SOURCE PASSAGE
/---

Kendrick Johnson
17-year-old Kendrick Johnson was found dead in a gym mat in his school gymnasium.

The parents of a Georgia teenager, who was found dead in a school gymnasium, have filed a lawsuit accusing his classmates of killing him.

In January 2013, Kendrick Johnson, 17, was found dead inside a rolled-up gym mat propped up against the wall in the Lowndes High School gymnasium.

The wrongful death lawsuit names 38 defendants, including three of Johnson's classmates. They are accused of attacking Kendrick and killing the teenager at school.

It is alleged that criminal investigators and school officials then covered up the crime.

The evidence that we have, we feel very confident it will prove exactly what we have alleged.
- Chevene King, the Johnson family's attorney

Following an investigation into the teenager's death, Lowndes County sheriff's investigators concluded that he died in a freak accident, after becoming stuck upside down while trying to retrieve a shoe that fell into the upright mat.

No one has been charged with a crime in the case. Kendrick's parents, Kenneth and Jacquelyn Johnson, insist however, that their son was killed.

\---

DATA EXTRACTS
/---

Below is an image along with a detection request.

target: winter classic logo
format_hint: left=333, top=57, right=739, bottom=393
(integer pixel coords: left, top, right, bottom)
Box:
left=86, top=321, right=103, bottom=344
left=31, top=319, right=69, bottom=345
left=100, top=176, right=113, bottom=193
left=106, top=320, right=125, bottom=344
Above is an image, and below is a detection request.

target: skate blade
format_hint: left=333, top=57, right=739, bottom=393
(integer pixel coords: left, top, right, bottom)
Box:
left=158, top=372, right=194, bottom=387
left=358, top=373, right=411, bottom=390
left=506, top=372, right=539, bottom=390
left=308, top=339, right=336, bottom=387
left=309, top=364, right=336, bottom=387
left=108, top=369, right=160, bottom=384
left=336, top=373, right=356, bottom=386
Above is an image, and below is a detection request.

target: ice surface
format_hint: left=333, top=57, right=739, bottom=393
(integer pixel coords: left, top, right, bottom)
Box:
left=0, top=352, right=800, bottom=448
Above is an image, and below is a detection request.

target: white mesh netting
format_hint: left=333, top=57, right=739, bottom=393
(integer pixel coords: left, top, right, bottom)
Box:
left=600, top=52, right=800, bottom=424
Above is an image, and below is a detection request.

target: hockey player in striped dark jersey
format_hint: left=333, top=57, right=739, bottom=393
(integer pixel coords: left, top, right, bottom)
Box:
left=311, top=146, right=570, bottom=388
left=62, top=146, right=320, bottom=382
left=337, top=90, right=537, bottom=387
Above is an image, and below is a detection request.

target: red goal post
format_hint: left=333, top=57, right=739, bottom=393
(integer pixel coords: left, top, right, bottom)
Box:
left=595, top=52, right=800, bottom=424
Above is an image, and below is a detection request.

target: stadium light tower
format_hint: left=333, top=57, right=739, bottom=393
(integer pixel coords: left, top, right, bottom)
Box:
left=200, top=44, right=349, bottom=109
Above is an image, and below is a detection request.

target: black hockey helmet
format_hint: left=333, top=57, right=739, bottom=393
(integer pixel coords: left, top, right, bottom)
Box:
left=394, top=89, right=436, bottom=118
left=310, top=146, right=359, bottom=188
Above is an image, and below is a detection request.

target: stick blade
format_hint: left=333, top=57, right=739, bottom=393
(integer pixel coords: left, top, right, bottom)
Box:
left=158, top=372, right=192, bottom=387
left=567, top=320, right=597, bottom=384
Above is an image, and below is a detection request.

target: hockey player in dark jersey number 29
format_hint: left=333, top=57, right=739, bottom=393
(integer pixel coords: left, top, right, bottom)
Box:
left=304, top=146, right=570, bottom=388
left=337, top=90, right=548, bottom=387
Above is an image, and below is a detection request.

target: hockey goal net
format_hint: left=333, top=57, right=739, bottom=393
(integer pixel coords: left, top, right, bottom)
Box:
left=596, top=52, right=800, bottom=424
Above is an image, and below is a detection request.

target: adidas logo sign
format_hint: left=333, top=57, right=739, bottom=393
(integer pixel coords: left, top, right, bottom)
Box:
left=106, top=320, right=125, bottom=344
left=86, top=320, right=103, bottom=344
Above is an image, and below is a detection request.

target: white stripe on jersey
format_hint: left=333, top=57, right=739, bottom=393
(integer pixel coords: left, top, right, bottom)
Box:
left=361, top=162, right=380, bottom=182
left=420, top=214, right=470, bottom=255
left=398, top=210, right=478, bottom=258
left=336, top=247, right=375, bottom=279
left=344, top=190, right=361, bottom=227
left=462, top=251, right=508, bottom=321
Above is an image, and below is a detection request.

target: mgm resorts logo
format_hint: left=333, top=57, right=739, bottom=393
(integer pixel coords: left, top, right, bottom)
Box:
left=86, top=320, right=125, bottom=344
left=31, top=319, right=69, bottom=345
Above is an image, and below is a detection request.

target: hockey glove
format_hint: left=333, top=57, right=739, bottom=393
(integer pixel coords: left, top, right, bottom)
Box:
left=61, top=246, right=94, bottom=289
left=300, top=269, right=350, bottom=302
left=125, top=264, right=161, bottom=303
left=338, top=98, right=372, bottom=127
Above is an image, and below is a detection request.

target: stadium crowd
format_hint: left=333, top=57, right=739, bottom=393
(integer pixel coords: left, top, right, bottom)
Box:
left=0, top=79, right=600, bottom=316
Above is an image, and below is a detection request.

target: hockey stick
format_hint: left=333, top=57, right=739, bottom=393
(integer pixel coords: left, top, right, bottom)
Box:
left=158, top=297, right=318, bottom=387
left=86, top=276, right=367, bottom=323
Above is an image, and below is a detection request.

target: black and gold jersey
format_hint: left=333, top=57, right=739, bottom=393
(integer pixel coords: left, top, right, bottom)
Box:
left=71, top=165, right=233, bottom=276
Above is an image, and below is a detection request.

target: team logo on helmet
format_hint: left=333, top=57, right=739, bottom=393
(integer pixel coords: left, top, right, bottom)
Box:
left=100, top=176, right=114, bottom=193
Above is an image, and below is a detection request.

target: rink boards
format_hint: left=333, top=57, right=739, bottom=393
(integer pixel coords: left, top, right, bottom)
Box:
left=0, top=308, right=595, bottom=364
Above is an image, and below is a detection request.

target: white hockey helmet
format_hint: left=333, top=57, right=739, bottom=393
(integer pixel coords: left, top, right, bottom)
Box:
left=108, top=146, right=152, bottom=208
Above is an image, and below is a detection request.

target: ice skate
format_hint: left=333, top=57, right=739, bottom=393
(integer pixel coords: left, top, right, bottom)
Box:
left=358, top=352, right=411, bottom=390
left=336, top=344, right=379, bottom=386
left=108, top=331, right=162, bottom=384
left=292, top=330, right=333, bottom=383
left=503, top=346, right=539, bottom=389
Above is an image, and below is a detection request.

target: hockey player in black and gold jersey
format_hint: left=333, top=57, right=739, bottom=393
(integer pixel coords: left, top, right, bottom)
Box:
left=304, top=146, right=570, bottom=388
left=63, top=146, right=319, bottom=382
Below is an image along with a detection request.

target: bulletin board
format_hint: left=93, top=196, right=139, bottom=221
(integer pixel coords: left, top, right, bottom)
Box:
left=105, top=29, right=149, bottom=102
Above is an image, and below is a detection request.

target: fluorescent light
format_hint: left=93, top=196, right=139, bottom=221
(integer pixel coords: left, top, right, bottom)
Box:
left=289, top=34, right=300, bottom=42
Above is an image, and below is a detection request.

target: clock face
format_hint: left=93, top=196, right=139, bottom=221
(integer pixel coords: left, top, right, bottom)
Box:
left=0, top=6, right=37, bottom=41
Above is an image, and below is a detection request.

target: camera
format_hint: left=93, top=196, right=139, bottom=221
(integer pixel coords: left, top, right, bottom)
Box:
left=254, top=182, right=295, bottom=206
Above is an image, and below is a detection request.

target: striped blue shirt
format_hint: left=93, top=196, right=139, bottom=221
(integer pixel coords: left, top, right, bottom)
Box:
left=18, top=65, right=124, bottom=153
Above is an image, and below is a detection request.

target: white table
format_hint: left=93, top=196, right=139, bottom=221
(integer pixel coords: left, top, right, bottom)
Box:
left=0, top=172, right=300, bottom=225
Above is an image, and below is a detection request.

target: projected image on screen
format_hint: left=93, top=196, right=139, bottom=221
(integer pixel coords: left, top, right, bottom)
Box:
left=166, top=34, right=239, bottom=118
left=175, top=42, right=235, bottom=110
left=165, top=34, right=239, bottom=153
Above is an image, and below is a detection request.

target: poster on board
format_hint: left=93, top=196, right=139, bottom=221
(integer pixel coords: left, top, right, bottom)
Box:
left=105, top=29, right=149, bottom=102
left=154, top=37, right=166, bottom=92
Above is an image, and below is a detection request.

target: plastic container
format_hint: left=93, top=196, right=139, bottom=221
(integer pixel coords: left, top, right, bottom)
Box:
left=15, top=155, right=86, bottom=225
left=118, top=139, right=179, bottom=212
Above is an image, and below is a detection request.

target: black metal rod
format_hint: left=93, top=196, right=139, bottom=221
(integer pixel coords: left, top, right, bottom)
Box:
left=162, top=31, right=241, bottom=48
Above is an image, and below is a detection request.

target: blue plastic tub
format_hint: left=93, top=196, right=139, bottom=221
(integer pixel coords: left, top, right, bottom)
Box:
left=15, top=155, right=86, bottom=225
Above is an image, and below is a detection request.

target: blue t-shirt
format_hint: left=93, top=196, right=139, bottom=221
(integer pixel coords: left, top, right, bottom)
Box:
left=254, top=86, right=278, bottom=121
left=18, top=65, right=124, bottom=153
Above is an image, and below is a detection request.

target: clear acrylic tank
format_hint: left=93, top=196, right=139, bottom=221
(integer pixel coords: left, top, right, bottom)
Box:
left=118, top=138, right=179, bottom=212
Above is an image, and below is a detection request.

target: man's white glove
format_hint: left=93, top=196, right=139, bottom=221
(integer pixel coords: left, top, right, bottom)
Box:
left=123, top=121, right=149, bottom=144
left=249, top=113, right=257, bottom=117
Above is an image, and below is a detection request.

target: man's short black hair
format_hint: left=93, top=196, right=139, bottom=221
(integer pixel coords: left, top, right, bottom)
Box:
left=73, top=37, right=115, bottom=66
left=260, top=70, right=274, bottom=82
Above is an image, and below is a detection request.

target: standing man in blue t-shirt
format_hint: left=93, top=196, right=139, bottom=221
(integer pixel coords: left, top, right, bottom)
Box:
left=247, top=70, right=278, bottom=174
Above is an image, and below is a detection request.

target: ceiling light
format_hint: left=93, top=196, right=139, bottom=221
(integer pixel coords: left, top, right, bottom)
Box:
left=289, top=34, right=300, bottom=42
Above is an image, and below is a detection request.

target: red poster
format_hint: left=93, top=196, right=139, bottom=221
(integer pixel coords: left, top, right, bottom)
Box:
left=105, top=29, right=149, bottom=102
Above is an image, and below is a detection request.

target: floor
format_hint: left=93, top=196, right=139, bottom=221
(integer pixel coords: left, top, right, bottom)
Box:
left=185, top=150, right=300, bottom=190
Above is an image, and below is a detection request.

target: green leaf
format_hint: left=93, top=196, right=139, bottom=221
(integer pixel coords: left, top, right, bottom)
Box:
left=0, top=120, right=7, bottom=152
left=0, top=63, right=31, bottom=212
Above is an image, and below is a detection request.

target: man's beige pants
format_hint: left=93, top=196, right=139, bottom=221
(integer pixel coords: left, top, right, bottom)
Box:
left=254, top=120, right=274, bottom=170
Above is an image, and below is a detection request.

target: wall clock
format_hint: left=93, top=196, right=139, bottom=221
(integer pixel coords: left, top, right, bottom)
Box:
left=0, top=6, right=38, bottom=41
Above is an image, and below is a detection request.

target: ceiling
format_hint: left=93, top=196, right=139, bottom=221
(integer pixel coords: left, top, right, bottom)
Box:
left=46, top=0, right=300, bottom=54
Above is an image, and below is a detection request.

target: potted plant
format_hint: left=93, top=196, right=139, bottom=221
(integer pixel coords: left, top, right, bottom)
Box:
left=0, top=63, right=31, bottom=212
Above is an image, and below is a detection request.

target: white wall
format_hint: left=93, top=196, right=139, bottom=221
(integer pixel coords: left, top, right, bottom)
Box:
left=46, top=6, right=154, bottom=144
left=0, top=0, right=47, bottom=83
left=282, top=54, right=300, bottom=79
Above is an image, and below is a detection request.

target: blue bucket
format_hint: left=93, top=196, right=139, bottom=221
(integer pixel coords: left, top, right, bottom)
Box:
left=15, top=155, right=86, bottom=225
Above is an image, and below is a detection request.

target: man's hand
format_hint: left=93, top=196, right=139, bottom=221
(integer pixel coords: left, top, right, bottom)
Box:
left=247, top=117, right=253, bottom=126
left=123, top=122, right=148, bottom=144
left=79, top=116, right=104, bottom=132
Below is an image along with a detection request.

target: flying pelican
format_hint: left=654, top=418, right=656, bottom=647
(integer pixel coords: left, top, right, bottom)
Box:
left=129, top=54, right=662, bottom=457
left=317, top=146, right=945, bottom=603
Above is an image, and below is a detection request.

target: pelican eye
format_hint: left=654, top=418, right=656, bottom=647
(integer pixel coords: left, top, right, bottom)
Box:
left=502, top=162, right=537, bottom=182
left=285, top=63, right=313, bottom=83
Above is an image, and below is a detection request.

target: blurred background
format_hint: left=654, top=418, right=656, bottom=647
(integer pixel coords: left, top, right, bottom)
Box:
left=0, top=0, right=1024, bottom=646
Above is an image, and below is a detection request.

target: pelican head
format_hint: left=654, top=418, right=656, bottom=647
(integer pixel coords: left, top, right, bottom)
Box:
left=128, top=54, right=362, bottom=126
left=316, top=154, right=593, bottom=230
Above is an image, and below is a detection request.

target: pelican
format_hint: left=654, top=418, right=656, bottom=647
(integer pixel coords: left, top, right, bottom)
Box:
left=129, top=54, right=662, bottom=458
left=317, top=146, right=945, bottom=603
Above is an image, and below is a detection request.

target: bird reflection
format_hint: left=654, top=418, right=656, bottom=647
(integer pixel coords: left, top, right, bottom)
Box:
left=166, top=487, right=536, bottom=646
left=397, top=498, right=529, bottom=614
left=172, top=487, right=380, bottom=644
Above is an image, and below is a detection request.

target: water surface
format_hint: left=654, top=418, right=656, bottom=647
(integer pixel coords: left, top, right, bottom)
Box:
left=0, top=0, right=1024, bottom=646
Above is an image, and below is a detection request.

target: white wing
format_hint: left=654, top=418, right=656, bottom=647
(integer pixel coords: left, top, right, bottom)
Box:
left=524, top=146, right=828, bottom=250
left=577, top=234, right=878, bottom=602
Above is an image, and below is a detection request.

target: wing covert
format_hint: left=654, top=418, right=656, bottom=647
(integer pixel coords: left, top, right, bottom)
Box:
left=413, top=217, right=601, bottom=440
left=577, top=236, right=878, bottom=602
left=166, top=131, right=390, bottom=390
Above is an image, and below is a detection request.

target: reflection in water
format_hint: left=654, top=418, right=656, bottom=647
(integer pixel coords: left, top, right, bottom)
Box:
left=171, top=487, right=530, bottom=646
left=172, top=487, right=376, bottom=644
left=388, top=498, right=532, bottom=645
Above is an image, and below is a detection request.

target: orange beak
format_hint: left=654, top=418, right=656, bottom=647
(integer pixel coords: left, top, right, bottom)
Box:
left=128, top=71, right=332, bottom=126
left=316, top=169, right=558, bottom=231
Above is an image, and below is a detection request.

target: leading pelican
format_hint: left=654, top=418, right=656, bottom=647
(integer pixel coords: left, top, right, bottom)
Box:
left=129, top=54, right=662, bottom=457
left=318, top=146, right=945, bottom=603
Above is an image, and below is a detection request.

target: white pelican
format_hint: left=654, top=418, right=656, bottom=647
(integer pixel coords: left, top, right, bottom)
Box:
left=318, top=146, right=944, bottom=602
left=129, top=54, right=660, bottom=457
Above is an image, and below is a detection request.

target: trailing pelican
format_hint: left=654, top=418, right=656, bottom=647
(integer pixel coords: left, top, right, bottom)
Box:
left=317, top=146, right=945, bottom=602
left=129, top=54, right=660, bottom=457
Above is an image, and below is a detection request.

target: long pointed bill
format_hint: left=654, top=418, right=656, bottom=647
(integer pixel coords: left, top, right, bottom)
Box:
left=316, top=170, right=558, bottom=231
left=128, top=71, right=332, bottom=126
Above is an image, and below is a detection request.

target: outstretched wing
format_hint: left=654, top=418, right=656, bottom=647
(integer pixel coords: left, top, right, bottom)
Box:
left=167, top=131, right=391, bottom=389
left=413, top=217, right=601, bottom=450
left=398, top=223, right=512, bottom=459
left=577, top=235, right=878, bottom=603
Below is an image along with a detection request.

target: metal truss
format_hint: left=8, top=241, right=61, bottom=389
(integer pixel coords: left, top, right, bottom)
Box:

\---

TASK PROMPT
How would you recast the paragraph of the Kendrick Johnson article that begins "Following an investigation into the teenager's death" as a brief list of its main facts? Work from the Kendrick Johnson article alone.

RESPONSE BELOW
- Lowndes County sheriff's investigators looked into the teenager's death.
- They concluded he died in a freak accident.
- He became stuck upside down in the upright mat.
- He had been trying to retrieve a shoe that fell into it.